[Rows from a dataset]
## Begin
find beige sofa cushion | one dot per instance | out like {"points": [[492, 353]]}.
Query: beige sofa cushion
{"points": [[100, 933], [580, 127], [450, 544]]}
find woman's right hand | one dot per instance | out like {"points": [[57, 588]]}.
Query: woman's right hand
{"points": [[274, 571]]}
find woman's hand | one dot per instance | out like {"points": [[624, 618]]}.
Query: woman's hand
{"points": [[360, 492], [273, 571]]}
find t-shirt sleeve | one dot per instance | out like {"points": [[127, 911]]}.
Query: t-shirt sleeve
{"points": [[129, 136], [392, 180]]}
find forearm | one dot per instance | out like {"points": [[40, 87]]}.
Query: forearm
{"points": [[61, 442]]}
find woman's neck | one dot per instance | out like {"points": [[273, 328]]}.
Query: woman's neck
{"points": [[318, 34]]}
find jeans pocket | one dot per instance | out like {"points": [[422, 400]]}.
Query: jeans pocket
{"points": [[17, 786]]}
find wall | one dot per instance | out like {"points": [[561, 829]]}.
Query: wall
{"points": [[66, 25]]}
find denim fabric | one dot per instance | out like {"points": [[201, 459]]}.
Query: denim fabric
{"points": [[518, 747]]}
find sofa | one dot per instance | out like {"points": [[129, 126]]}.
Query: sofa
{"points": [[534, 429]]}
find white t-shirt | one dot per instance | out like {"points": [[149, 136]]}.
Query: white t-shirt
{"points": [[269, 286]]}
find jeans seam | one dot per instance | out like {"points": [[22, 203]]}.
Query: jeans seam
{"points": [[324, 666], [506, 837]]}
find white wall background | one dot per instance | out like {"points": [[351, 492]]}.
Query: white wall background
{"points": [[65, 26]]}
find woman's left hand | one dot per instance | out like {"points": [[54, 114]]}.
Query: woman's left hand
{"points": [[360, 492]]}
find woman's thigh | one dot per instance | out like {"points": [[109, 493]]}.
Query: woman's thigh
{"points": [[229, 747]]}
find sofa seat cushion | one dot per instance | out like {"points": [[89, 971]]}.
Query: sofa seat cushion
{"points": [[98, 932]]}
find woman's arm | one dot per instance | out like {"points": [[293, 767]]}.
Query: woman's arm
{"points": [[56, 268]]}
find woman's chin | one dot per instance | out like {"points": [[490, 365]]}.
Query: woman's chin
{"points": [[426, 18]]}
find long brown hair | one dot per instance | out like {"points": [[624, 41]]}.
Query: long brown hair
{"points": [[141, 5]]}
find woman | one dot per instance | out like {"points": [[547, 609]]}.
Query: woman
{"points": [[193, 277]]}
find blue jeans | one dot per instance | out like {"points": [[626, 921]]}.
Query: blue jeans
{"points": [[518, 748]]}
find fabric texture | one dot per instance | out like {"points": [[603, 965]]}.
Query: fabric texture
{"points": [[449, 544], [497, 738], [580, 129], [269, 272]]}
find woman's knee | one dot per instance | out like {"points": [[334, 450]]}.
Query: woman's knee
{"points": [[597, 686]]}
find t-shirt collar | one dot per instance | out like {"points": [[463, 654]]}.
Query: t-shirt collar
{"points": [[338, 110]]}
## End
# TASK REQUIREMENTS
From the records above, extract everything verbatim.

# COMPLETE ANSWER
find beige sofa cushion | one dot per instance | out like {"points": [[492, 353]]}.
Query: beige sofa cushion
{"points": [[100, 933], [580, 127], [450, 544]]}
find woman's right hand | one dot per instance | out like {"points": [[57, 588]]}.
Query: woman's right hand
{"points": [[274, 571]]}
find woman's hand | one dot per instance | out like {"points": [[624, 618]]}.
Query: woman's hand
{"points": [[360, 492], [273, 571]]}
find t-shirt sleeve | one dot per instance | out like {"points": [[127, 911]]}.
Query: t-shirt sleeve
{"points": [[129, 136], [392, 180]]}
find forearm | one dot per instance | out like {"points": [[40, 87]]}.
Query: forearm
{"points": [[61, 442]]}
find woman's neck | one dot per instance | out like {"points": [[273, 328]]}.
Query: woman's neck
{"points": [[318, 34]]}
find jeans pocket | one dot per instance | out like {"points": [[422, 400]]}.
Query: jeans pocket
{"points": [[17, 786]]}
find wall | one dot per instance | out like {"points": [[561, 829]]}.
Query: wall
{"points": [[66, 25]]}
find denim fabric | one dot per instance | out like {"points": [[201, 459]]}.
Query: denim fabric
{"points": [[518, 747]]}
find sofa | one dot per instance | out like {"points": [[129, 126]]}.
Query: sofa
{"points": [[534, 429]]}
find white t-shirt | one dot per instance | out like {"points": [[149, 136]]}.
Query: white t-shirt
{"points": [[269, 286]]}
find jeans seam | one dot per instance | out like {"points": [[22, 203]]}.
Query: jeans seam
{"points": [[324, 666], [506, 837]]}
find white wall background | one dot per instance | out like {"points": [[351, 492]]}.
Query: white wall background
{"points": [[65, 26]]}
find woman's left hand | one dot per instance | out like {"points": [[54, 114]]}.
Query: woman's left hand
{"points": [[360, 492]]}
find woman's thigh | one dot per instance | out like {"points": [[109, 493]]}.
Query: woman's thigh
{"points": [[229, 747]]}
find sofa seat cushion | one dot per instance | out like {"points": [[89, 971]]}.
Query: sofa seat cushion
{"points": [[98, 932]]}
find woman's arm | one dot per instance | out like {"points": [[293, 767]]}.
Query: woman's arm
{"points": [[56, 268]]}
find woman's chin | one dot per instance | out like {"points": [[490, 365]]}.
Query: woman's chin
{"points": [[426, 18]]}
find long brown hair | one dot per instance | out like {"points": [[624, 41]]}.
Query: long brown hair
{"points": [[141, 5]]}
find woman | one dot per instance | out like {"points": [[547, 609]]}.
Query: woman
{"points": [[193, 277]]}
find blue jeans | one dot per instance | out like {"points": [[626, 921]]}.
Query: blue jeans
{"points": [[518, 748]]}
find fabric texture | one dot per instance | out like {"points": [[603, 965]]}.
Query: fabric texture
{"points": [[449, 544], [497, 738], [580, 129], [269, 272]]}
find woman's knee | one dot per instance | out like {"points": [[334, 450]]}.
Query: woman's knee
{"points": [[597, 686]]}
find t-shirt collar | one dot per instance | out like {"points": [[463, 654]]}.
Query: t-shirt collar
{"points": [[338, 110]]}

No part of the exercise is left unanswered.